ÜBUNGSTEXT:

--

In Anne Rinns Zeichenfolgen steigen Raketen auf und fallen Menschlein meisterlich vom Himmel. Heldenhündinnen mit zärtlichen Kosenamen verglühen unversehens früh in ihrem Weg-Gefährten-Gefährt auf der vierten Umlaufbahn. Und ein bronzierter Himmelsstürmer der Akademie der Wissenschaften ? J. A. GagA.Rin († 1968; Andere werden da geboren) - landet Bruch auf russischem Acker und straft die Geschichte (meridial zwischen Poltava 1709 und 1389 den Feldern der Amseln gelegen) Lügen.

--

ZIEL DER AUFGABE:
Schreiben Sie aus dem Übungstext den Abschnitt von „In Anne Rinns“ bis „Amseln gelegen) Lügen.“ wortgetreu ab. Die Daten stehen in keinem Zusammenhang mit dem Übungstext.

VORLIEGENDE DATEN:
--

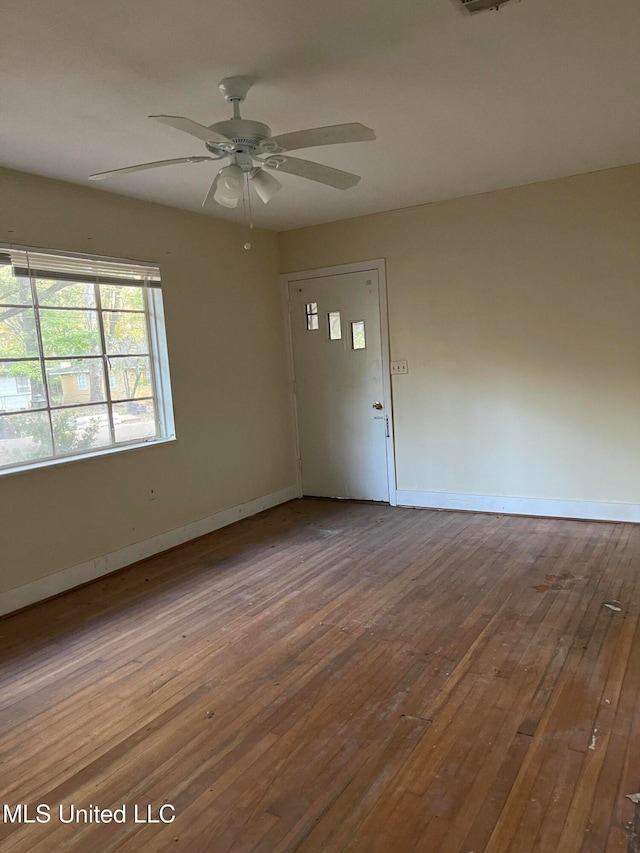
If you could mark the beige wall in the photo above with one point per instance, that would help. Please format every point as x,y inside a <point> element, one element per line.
<point>519,314</point>
<point>229,376</point>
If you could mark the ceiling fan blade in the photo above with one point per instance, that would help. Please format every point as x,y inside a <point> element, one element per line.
<point>208,199</point>
<point>142,166</point>
<point>193,128</point>
<point>265,185</point>
<point>313,171</point>
<point>331,135</point>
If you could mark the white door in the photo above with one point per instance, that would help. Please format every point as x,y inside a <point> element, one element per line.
<point>342,416</point>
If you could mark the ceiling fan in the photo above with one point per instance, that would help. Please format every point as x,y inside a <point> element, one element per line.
<point>250,149</point>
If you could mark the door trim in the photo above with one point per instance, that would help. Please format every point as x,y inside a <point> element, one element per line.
<point>377,265</point>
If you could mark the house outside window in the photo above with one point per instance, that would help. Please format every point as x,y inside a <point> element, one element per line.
<point>83,357</point>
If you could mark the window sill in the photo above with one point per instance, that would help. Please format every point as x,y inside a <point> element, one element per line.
<point>107,451</point>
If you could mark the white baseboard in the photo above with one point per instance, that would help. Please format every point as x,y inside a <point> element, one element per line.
<point>587,510</point>
<point>22,596</point>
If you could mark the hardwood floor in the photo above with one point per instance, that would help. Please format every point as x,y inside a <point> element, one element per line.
<point>336,676</point>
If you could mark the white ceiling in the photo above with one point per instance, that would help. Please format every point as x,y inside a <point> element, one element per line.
<point>461,104</point>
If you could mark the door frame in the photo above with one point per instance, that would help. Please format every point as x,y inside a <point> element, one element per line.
<point>378,266</point>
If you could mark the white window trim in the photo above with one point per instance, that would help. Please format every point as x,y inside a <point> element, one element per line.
<point>161,382</point>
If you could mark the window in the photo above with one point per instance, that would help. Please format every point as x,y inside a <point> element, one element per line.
<point>311,309</point>
<point>358,340</point>
<point>83,358</point>
<point>335,330</point>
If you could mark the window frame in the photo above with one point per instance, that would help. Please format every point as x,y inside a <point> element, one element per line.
<point>96,271</point>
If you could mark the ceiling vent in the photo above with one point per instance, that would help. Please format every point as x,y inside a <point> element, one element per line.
<point>473,6</point>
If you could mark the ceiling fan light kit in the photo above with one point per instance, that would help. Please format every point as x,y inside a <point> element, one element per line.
<point>250,149</point>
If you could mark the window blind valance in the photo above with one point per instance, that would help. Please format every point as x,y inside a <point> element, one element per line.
<point>66,267</point>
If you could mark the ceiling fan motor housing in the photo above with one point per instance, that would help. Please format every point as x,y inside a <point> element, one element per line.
<point>244,133</point>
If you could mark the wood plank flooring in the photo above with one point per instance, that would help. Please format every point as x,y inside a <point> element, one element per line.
<point>333,676</point>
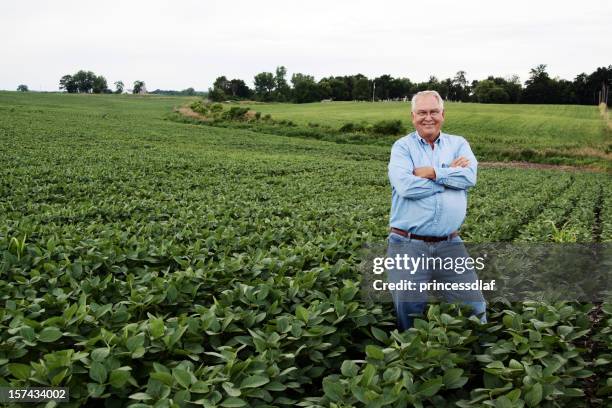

--

LÖSUNG:
In Anne Rinns Zeichenfolgen steigen Raketen auf und fallen Menschlein meisterlich vom Himmel. Heldenhündinnen mit zärtlichen Kosenamen verglühen unversehens früh in ihrem Weg-Gefährten-Gefährt auf der vierten Umlaufbahn. Und ein bronzierter Himmelsstürmer der Akademie der Wissenschaften ? J. A. GagA.Rin († 1968; Andere werden da geboren) - landet Bruch auf russischem Acker und straft die Geschichte (meridial zwischen Poltava 1709 und 1389 den Feldern der Amseln gelegen) Lügen.